**Study questions:**
- A) In the brief on eviction prevention in Ontario, rewrite the stretch from "Figure 2: CMAs" through "earned $48 or more.", replacing "economic lockdown" with "economic shutdown".
- B) In the brief on eviction prevention in Ontario, what was the 2018 median total income of employed Ontarians who rent?

Locked down, not locked out: An eviction prevention plan for Ontario
This policy brief was originally published on the Behind the numbers blog and is co-authored by the Canadian Centre for Policy Alternatives and Maytree.
Amid the COVID-19 pandemic, provinces and territories have implemented eviction bans that protect tenants from the imminent threat of homelessness but do not prevent them from falling in arrears and being evicted once bans are lifted.
Eviction bans contributed to the effectiveness of shelter-in-place emergency orders put in place to ensure everyone’s health and safety, but we still need additional measures to protect renters, during the remainder of the pandemic, and afterwards.
In Canada, adequate housing is recognized as a fundamental human right. This means that our governments must work to ensure that everyone has access to safe, affordable, and secure housing. Without a concerted public policy response to prevent rent arrears, governments will be enabling large-scale evictions. The human cost will be immeasurable. The downstream financial cost will be considerable.
A combination of targeted rent relief supports, a gradual easing of eviction bans, and a reintroduction of rent controls are likely the most effective measures to ensure people remain housed.
Ontario is home to 35% of the tenant households in the country, and to 39% of the workers who lost their jobs or the majority of their hours due to COVID-19. Faced with some of the highest rents in the country, 45% of Ontario tenants spend more than 30% of their income on shelter costs.
Meanwhile, a recent analysis shows Ontario has provided less financial support to households and communities than Quebec, Manitoba, British Columbia, and Alberta (measured as a share of the provincial GDP).
Ontario shares the fifth position in this rank, tied with Newfoundland and Labrador. The province has committed $241 million in support to commercial tenants, but no similar initiative has been extended to tenant households.
A multi-pronged strategy is needed to support renters in Ontario. It’s not too late for Ontario to create an eviction prevention plan.
Tenants’ income insecurity before COVID-19
A large share of tenants was already financially insecure before this global pandemic.
In 2016, there were 1.2 million tenant households in Ontario whose main source of income was employment or self-employment. Of these, 43% (520,000) had less than one month’s worth of income in savings.
In other words, in good economic times, nearly half of tenant households lived paycheque to paycheque. Low wages and high rents are a big part of the story.
Renters earn less than homeowners. In 2018, the median total income of employed Ontarians who own residential property was $61,000, compared to $29,000 for employed Ontarians who rent.
Not surprisingly, tenants spend a large portion of their incomes on shelter costs, and that’s particularly true in Ontario, where 45% of tenant households spend 30% or more of their total monthly income on shelter costs, compared to 40% of renters countrywide.
Figure 1: Share of tenants spending 30% or more of total income on shelter costs, by province, 2016
Source: Statistics Canada, 2016 Census of Population. Catalogue no. 98-400-X2016225.
Across Canada, six out of ten of the Census Metropolitan Areas (CMAs) with the highest share of tenants paying more than the 30% threshold are in Ontario, as shown in Figure 2. For the average rental costs in these CMAs, see Table 1 in the Appendix.
Figure 2: CMAs with the highest shares of tenants spending 30% or more of income on shelter costs in 2016
Statistics Canada, 2016 Census of Population. Catalogue no. 98-400-X2016225
Income insecurity during COVID-19
Across Canada the economic lockdown has hit low-wage workers the hardest: half of those who earned $16 or less lost their job or the majority of their hours between February and April, compared to 1% of workers who earned $48 or more.

**Dataset excerpts:**
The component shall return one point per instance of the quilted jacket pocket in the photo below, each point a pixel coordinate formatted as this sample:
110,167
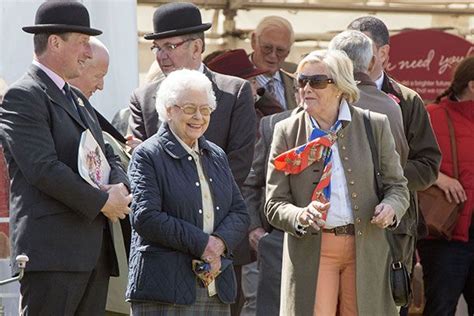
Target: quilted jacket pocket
166,277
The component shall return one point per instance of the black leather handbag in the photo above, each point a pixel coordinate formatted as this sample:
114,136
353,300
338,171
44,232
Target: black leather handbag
399,277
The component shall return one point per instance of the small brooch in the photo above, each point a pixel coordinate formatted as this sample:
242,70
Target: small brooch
80,102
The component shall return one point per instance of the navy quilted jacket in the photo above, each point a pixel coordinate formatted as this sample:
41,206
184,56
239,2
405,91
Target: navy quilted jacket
167,219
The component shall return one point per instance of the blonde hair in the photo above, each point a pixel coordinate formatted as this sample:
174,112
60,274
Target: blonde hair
340,70
3,89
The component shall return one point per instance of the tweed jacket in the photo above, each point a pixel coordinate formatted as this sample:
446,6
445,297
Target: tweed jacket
375,100
424,160
167,219
288,195
253,189
55,215
228,126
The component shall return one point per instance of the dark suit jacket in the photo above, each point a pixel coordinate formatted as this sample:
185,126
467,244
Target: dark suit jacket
229,125
55,215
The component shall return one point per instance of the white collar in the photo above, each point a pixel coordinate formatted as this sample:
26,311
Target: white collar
379,81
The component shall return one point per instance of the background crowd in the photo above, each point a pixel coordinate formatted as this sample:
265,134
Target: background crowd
251,186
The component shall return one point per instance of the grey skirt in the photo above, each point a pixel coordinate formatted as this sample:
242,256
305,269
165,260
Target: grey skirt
204,306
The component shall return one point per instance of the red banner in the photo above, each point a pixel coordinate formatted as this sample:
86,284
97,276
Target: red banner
424,60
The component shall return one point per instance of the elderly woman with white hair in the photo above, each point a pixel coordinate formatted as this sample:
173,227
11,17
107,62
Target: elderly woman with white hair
321,191
187,211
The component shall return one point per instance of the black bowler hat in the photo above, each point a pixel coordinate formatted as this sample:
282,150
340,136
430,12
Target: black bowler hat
61,16
177,18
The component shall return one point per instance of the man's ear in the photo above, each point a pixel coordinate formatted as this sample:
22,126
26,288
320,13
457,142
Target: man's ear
197,48
384,53
54,41
470,87
371,64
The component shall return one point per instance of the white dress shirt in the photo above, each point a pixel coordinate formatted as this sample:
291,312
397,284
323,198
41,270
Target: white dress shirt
340,210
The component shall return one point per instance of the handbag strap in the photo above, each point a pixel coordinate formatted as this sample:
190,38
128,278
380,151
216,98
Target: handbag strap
452,139
394,251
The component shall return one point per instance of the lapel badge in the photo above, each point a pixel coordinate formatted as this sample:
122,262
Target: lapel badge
80,102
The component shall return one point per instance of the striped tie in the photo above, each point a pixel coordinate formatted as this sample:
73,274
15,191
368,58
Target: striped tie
298,159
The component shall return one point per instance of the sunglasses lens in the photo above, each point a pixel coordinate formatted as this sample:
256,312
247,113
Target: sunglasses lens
313,83
318,84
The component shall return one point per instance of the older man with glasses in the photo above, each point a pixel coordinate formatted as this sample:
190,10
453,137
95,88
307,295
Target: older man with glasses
271,43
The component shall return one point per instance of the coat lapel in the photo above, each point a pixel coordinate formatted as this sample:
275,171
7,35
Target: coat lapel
54,93
289,91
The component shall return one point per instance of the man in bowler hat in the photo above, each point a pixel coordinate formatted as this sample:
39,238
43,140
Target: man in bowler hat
178,42
59,220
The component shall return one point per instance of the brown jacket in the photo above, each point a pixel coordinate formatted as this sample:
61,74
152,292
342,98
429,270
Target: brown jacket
287,195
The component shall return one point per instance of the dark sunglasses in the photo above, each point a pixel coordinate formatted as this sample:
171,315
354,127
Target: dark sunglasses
315,81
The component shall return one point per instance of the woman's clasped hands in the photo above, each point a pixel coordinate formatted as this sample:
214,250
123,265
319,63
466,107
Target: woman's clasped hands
313,215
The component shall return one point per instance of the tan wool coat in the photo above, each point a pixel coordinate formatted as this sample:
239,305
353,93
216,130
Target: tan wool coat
288,194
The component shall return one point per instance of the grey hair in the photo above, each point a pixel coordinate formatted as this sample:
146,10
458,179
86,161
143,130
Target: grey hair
175,86
340,69
357,46
275,21
97,44
374,26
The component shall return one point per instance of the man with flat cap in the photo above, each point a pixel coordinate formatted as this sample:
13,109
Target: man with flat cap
178,42
56,218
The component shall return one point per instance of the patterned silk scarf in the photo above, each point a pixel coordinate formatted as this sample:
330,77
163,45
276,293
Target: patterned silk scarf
299,158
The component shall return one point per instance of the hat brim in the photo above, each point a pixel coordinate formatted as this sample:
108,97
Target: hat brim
60,28
252,74
189,30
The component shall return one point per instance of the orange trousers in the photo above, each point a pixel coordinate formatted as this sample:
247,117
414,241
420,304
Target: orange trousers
336,288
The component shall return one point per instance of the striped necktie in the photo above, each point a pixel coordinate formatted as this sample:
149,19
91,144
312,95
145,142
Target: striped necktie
68,92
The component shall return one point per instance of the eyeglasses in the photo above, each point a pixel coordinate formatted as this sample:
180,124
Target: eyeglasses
191,109
315,81
267,49
168,47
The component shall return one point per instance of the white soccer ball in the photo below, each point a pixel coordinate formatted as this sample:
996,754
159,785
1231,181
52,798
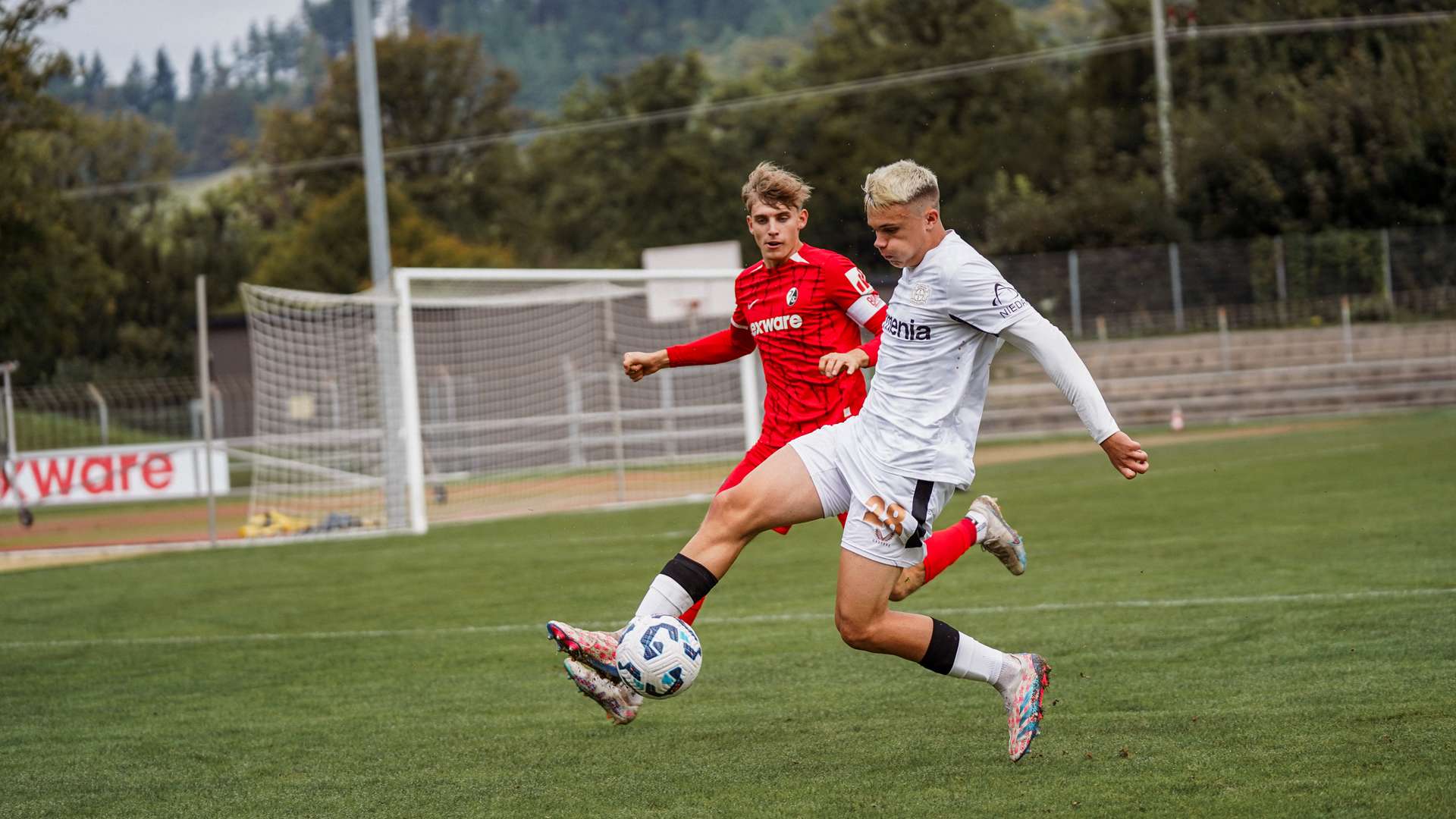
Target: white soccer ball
658,656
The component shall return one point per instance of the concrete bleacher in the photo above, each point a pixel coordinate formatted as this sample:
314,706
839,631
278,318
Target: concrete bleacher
1213,378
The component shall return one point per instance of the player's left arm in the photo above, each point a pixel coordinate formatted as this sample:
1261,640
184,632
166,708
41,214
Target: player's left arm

**Results of the exercise:**
- A)
Figure 2: CMAs with the highest shares of tenants spending 30% or more of income on shelter costs in 2016
Statistics Canada, 2016 Census of Population. Catalogue no. 98-400-X2016225
Income insecurity during COVID-19
Across Canada the economic shutdown has hit low-wage workers the hardest: half of those who earned $16 or less lost their job or the majority of their hours between February and April, compared to 1% of workers who earned $48 or more.

- B) $29,000